No własnie (NMAP) nie chciałeś na zastępczą? Nie koniecznie szpital czy coś w tym stylu. Administracja Państwowa przyjmuje na zastępczą lub szkoły. 

POWODZENIA!!!

p.s.

lapotop i usługa Ery to brzmi kusząc...  :Smile: 

----------

## n0rbi666

a jakie bedzie zaskoczenie, jak wyjdzie za 10 miechow, patrzy a tu gcc4 w wersji full stable  :Cool: 

tak wogole to powodzenia i trzym sie  :Cool: 

----------

## Budzix

holender ... znikajac zrobisz nam duza dziure w forum ... no trudno powodzenia !!

----------

## wojtek

Jakież będzie nasze zdziwienie kiedy WP oficjalnie przejdzie na Gentoo...  :Wink:  Powodzenia - tylko nie daj się zwerbować jako admin ichniejszej sieci, bo za dużo będziesz wiedział i Cię nie puszczą za 10 miesięcy...  :Wink: 

----------

## OBenY

Powodzenia Arsen! Zyczyc szczescia pozostaje. 3m sie!

Zapisane dane:
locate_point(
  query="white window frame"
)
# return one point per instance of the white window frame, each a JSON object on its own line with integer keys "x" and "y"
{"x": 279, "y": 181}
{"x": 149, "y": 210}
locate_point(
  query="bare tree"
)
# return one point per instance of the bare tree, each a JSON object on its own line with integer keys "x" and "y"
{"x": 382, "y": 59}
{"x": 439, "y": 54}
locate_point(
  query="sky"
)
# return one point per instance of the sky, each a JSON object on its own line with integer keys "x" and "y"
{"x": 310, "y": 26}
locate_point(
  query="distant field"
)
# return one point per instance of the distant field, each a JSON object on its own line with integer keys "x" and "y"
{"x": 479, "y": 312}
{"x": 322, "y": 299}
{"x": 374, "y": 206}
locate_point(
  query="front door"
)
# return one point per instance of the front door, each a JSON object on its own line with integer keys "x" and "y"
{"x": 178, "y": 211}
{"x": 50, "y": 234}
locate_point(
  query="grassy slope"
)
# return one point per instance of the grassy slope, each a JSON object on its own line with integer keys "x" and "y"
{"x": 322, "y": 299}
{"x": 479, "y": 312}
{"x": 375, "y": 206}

Postawione zadanie 1: Jakie instytucje, według pierwszej wypowiedzi we fragmencie źródłowym, przyjmują na służbę zastępczą?
Postawione zadanie 2: Przepisz z fragmentu źródłowego część, która zaczyna się od słów "Jakież będzie nasze" i kończy na słowach "pozostaje. 3m sie!".
Postawione zadanie 3: Dopisz dalszy ciąg wątku forum z życzeniami powodzenia, zaczynając po ostatniej pokazanej wypowiedzi.

Odpowiedź pisemna 1: Administracja Państwowa lub szkoły.

Odpowiedź pisemna 2:
Jakież będzie nasze zdziwienie kiedy WP oficjalnie przejdzie na Gentoo...  :Wink:  Powodzenia - tylko nie daj się zwerbować jako admin ichniejszej sieci, bo za dużo będziesz wiedział i Cię nie puszczą za 10 miesięcy...  :Wink: 

----------

## OBenY

Powodzenia Arsen! Zyczyc szczescia pozostaje. 3m sie!

Odpowiedź pisemna 3:
----------

## kranked

Weź mydło w płynie  :Laughing:   ( joke  :Wink:   )

Podobno tylko w pierwszy tydzień dostaje się wycisk  :Twisted Evil:   :Wink: 

Ja sobie wmawiam, że mnie nie wezmą  :Mr. Green: 

Powodzenia

----------

## rzezioo

no to powodzenia i niech cie wywala z woja za zle sprawowanie  :Wink: 

@=KrAnKeD=:kurcze no a ju sie cieszylem ze jeszcze nikt nie napisal o mydle w plynie i ja bede mogl  :Twisted Evil:   :Wink: 

----------

## galimedes

arsen w woju nie jest najgorzej jak dużo możesz wypić to masz jak w niebie kolega wrócił niedawno i podobno trzy razy strzelił, a 10 miesięcy pił  :Smile: 

W każdym razie powodzenia i uważaj na rakietnice mogą palce ponadrywać  :Smile: 

----------

## danj_75

No to 3maj sie, szybko zleci.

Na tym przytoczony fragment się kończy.